#### [Passage]
........
Such was the clamour, three national newspapers reviewed the show’s very first preview – a major break with convention. While the Daily Mail fawned, The Times junior critic Kate Maltby derided it as ‘Hamlet for kids raised on Moulin Rouge’. The justification given by the papers (if you believe it) was that producers were charging full price, something producer Sonia Friedman later admitted was a mistake. A year later, she had learned the lesson: Harry Potter and the Cursed Child – bigger even than CumberHamlet – previewed at reduced rates, with arts reporters invited early as long as critics held off.
Even on official opening, the critics were not kind to Hamlet. However, overloaded though it was, Lyndsey Turner’s production had a logic to it – a Hamlet repeating the rebellions of the past who, on the battlefield, realises the realities of war and finds a purpose of his own. Cumberbatch’s hotchpotch Hamlet was a living, breathing identity crisis – scholarly one minute, silly the next – and hit the interval dressed in four costumes at once. After it, he returned to rescue a ruined Elsinore, only to be cut down in the chaos. It was a complex re-reading but, for all his charisma, Cumberbatch could not quite pull it together.
The Royal Shakespeare Company (RSC) had a Hamlet of its own: Paapa Essiedu, the first black actor to play the part in Stratford and, at 25, the youngest since Ben Whishaw. His Hamlet – a firecracker presence – returns to Ghana from Ohio’s Wittenberg University as an art student rebel, graffitiing royal portraits and staging African-inspired experimental shows, but Simon Godwin’s staging never entirely justified its setting. Meanwhile, the Globe’s globe-trotting Hamlet world tour came home, 197 countries (out of 206) under its belt; it marked the moment with a private performance for US President Barack Obama.
........
#### [Assignment]
Rewrite the part of the Hamlet passage that opens with the words containing "The Royal Shakespeare" and closes with "President Barack Obama.", putting "live-wire" in place of "firecracker".

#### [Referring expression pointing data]
........
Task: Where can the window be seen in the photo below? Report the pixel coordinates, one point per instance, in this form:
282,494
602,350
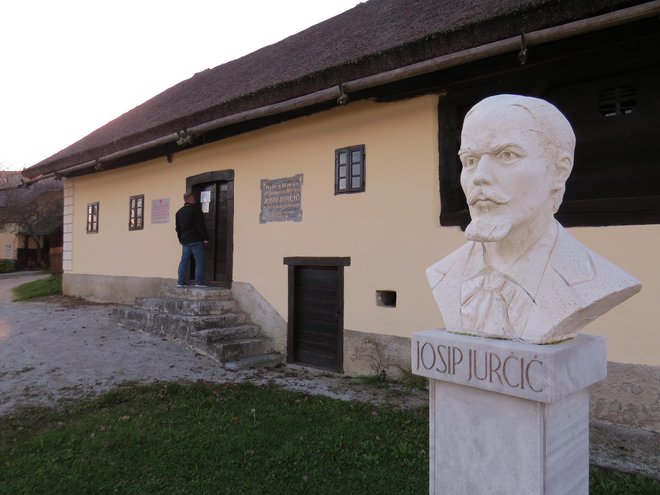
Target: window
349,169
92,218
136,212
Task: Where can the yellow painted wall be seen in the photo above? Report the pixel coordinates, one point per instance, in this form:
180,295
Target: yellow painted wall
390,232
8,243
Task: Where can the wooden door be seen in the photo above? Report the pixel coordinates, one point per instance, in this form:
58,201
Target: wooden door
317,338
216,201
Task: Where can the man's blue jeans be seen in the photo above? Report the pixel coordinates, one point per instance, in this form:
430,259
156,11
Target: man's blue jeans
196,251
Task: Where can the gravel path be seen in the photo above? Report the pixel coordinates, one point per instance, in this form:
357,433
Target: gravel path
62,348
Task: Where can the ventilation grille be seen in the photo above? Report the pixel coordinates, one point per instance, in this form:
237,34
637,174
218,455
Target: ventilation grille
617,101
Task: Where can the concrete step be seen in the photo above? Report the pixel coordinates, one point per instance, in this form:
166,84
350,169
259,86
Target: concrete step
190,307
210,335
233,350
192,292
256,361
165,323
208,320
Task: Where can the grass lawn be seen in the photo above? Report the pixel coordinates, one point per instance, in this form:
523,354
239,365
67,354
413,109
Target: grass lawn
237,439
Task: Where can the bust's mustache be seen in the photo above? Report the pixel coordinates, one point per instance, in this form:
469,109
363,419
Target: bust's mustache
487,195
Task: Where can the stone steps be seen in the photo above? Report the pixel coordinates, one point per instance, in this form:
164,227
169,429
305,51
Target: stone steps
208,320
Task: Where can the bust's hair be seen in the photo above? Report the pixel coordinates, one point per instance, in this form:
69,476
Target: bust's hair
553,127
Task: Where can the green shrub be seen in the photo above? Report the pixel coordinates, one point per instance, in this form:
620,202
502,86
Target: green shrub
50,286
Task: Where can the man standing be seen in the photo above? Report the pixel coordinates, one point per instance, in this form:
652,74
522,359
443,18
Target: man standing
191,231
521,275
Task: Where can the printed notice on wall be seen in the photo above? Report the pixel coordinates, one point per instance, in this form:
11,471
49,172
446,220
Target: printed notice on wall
........
#### [Response to the task]
The Royal Shakespeare Company (RSC) had a Hamlet of its own: Paapa Essiedu, the first black actor to play the part in Stratford and, at 25, the youngest since Ben Whishaw. His Hamlet – a live-wire presence – returns to Ghana from Ohio’s Wittenberg University as an art student rebel, graffitiing royal portraits and staging African-inspired experimental shows, but Simon Godwin’s staging never entirely justified its setting. Meanwhile, the Globe’s globe-trotting Hamlet world tour came home, 197 countries (out of 206) under its belt; it marked the moment with a private performance for US President Barack Obama.